═════ TEXT SHOWN

77. For these reasons I do not think that Miss Percy came within the terms of the 1975 Act. That means that, like the Lord President, I do not have to consider whether the Church of Scotland Act 1921 would have excluded jurisdiction. I would only observe that if the 1975 Act now, upon its true construction, applies to ministers of the church, I would think it unlikely that it was not intended to apply to ministers of the Church of Scotland.
78. I would dismiss the appeal.
LORD HOPE OF CRAIGHEAD
79. This case raises some fundamental issues of law about the governance of the Church of Scotland. So I should like to set the scene for my discussion of them with these words of introduction.
80. Article III of the Articles Declaratory of the Constitution of the Church of Scotland in Matters Spiritual which are set forth in the Schedule to the Church of Scotland Act 1921 ("the 1921 Act") states that, as a national church representative of the Christian Faith of the Scottish people, the Church of Scotland ("the Church") acknowledges its distinctive call and duty to bring the ordinances of religion to the people in every parish of Scotland through a territorial ministry. The ministry is the principal instrument of the Church for discharging that obligation. Responsibility for planning and co-ordinating the Church's strategy and provision for the fulfilment of its mission as the national church is vested in the Board of National Mission of the Church of Scotland, who are the respondents to this appeal.
81. The sphere of pastoral duty to which a minister is inducted is known as a charge. The induction of a minister to a charge is a function of the presbytery of the geographical area within which the charge is situated. Induction is the process by which a new minister is recognised as a member of the presbytery in his capacity as minister to the charge to which he has been presented or by which he has been elected. The geographical bounds of each presbytery within Scotland are defined by the General Assembly. The General Assembly is the legislature, the highest administrative body and the supreme court of the Church. The presbytery ranks above the kirk session of each parish within its area in the Church's judicial hierarchy. Supervision of the life, doctrine and discipline of all ministers appointed to charges in its area is the responsibility of the presbytery.
82. Discharging its obligation to bring the ordinances of religion to the people of Scotland today through the ministry has become increasingly burdensome. As church attendances fall and the financial resources of the Church become ever more stretched various measures have had to be resorted to in order to reduce costs. Among other measures, congregations are being readjusted or united with a view to reducing the number of charges that need to be filled in the area. This is resorted to most frequently, but by no means exclusively, in rural areas. The process may be assisted by enlarging the ministerial team. This is done by the appointment as of a part-time, non-stipendiary auxiliary minister or by the induction into the charge as an associate of a full-time salaried assistant minister. Assistant ministers are, as regards their lives and doctrine, subject to the supervision and discipline of the presbytery in the same way as any other minister.
83. Nowadays, unlike ministers whose ordination and induction to a charge are exclusively functions of the presbytery, auxiliary ministers and assistant ministers are appointed by the Parish Re-appraisal Committee, one of the constituent committees of the Board of National Mission, on terms and conditions that are defined in writing by the Committee after consultation with the presbytery of the relevant area. To be eligible for appointment as an associate minister persons must, as in the case of those seeking appointment to a charge as its minister, first be licensed by a presbytery. Licences are obtained at the conclusion of their course of theological study, the object being to enable the presbytery to ensure that the applicant is a fit and proper person to proceed to the ministry.

══════════
═════ EXTRACTED MATERIAL

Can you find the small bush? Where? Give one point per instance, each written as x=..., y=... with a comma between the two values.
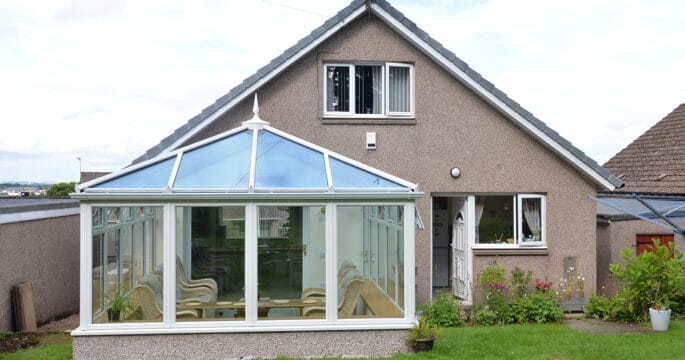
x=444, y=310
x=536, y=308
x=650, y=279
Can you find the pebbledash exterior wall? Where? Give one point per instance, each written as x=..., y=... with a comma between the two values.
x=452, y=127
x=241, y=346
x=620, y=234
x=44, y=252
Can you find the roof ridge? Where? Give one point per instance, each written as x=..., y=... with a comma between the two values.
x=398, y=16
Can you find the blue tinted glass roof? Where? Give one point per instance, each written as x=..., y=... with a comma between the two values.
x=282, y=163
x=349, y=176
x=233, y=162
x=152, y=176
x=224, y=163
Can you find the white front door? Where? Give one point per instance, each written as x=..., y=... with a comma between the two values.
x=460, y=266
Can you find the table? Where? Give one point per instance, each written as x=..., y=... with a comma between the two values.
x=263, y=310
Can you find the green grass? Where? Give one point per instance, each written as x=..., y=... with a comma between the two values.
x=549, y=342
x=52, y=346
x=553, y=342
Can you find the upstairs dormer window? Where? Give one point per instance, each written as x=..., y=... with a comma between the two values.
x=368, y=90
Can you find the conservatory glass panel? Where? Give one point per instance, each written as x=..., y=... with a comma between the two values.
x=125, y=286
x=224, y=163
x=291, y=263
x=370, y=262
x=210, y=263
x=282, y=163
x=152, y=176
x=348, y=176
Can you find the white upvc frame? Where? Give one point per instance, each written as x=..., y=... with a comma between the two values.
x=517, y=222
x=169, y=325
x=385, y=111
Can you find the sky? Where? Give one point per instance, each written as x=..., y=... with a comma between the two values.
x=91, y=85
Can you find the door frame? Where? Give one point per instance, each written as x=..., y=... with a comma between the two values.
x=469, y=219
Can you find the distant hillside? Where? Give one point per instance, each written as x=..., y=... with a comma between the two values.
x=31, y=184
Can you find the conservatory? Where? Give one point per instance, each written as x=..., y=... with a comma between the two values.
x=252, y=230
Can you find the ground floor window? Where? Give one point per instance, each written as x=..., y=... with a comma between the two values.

══════════
═════ EXTRACTED MATERIAL

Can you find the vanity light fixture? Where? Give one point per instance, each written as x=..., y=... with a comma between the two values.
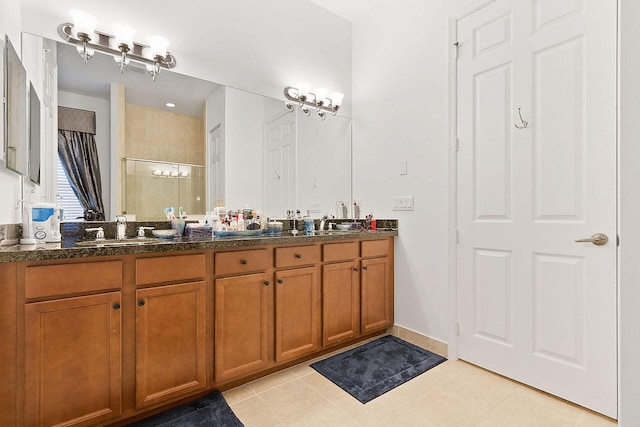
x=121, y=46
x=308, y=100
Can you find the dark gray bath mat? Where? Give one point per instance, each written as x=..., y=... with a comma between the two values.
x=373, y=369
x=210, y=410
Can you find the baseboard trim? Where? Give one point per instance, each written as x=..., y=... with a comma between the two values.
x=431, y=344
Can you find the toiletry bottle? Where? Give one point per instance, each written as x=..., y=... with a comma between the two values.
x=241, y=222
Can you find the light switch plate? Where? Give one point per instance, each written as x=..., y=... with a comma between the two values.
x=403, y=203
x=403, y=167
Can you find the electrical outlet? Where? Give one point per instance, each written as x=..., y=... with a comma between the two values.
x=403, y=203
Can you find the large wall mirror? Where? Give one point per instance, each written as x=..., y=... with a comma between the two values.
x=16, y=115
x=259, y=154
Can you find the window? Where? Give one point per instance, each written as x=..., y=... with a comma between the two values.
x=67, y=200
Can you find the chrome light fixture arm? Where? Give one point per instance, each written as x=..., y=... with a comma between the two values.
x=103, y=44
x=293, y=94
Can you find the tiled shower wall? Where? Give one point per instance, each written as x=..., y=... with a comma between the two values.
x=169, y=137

══════════

### EXERCISE SET:
**a)** In the court judgment excerpt, who are the respondents to this appeal?
**b)** Transcribe the listing lines from the one containing "Can you find the table?" through the one containing "Can you find the ground", both included.

### RESULTS OF THE TASKS:
**a)** The Board of National Mission of the Church of Scotland.

**b)**
Can you find the table? Where? Give one point per instance, each written as x=..., y=... with a comma between the two values.
x=263, y=310
Can you find the green grass? Where? Give one point per instance, each written as x=..., y=... with a comma between the two values.
x=549, y=342
x=52, y=346
x=553, y=342
Can you find the upstairs dormer window? Where? Give one point per instance, each written as x=..., y=... with a comma between the two values.
x=368, y=90
Can you find the conservatory glass panel? Where? Give one point per instance, each written as x=..., y=... with a comma between the two values.
x=125, y=286
x=224, y=163
x=291, y=263
x=370, y=262
x=210, y=263
x=282, y=163
x=152, y=176
x=348, y=176
Can you find the white upvc frame? Where? Give one point per instance, each written as x=..., y=... with a comma between the two values.
x=517, y=222
x=169, y=325
x=385, y=111
Can you find the sky? Where? Give one point per instance, each written as x=..., y=... with a comma between the two values.
x=91, y=85
Can you find the door frame? Where? Give one point per instance, each written as x=..., y=... with a comma between the two values.
x=469, y=219
Can you find the distant hillside? Where? Give one point per instance, each written as x=..., y=... with a comma between the two values.
x=31, y=184
Can you find the conservatory? Where? Give one point per instance, each written as x=..., y=... with a comma between the two values.
x=252, y=230
Can you find the ground floor window? Where? Give one point per instance, each written as x=..., y=... with a comma between the two values.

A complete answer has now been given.